> **THE PROBLEM**:
Examine the records and identify each line that includes the string "clipboard". Copy those lines.

[Recorded data]
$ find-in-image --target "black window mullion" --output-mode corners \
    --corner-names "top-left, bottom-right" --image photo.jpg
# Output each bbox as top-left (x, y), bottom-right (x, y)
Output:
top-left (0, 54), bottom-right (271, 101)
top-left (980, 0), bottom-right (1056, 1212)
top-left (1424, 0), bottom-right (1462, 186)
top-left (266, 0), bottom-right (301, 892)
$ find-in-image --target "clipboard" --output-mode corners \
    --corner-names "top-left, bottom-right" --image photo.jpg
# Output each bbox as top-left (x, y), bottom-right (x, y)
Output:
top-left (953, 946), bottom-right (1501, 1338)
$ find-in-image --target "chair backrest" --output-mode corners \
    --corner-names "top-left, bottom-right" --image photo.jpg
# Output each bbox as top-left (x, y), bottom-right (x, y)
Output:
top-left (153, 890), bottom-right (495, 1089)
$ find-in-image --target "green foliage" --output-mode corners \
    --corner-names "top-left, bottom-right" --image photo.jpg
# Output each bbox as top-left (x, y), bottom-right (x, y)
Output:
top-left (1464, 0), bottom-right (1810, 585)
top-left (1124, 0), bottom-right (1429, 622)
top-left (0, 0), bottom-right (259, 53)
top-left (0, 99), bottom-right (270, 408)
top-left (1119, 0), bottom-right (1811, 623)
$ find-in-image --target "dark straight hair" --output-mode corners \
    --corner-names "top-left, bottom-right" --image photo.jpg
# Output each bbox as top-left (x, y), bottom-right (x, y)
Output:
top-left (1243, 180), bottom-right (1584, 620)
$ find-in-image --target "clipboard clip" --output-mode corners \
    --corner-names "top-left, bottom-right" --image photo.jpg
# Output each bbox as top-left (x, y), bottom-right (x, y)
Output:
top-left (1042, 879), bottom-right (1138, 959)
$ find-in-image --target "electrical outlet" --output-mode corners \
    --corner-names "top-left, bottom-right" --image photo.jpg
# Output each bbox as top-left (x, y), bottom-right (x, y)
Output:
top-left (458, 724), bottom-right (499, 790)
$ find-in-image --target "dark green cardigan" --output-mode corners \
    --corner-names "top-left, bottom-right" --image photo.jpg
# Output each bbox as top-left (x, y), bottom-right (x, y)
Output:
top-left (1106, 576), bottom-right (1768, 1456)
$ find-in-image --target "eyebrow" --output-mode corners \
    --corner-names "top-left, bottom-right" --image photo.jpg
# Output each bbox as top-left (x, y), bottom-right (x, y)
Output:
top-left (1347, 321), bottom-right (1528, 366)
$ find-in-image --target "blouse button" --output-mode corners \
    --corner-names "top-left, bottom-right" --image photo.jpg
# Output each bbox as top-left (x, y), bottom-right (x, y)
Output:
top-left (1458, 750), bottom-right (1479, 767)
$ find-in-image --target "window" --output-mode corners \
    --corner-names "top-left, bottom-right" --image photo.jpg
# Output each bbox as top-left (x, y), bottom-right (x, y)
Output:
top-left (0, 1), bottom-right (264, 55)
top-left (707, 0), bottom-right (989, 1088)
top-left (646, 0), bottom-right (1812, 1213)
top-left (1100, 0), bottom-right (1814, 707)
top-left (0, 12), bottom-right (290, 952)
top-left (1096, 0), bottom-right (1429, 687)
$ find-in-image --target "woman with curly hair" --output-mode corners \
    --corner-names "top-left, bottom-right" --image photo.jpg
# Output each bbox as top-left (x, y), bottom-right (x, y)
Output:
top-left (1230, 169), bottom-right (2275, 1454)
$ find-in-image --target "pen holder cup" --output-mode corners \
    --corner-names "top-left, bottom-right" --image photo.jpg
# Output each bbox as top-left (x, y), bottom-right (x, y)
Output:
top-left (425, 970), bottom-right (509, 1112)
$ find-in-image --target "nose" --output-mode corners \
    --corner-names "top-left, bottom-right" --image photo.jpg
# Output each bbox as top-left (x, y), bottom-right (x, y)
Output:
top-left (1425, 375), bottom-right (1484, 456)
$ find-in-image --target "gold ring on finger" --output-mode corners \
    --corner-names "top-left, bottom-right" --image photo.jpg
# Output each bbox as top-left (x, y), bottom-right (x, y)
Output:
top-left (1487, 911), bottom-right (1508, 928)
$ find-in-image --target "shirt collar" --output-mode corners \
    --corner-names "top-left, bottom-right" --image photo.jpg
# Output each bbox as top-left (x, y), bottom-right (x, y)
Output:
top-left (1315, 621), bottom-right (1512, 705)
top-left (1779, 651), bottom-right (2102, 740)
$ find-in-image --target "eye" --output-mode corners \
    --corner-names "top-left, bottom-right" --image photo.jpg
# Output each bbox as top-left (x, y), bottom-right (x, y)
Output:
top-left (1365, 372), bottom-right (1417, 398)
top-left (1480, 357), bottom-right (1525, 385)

> **RESPONSE AREA**:
$ find-in-image --target "clipboard" --output-mode corners \
$ find-in-image --target "clipboard clip" --output-mode corners \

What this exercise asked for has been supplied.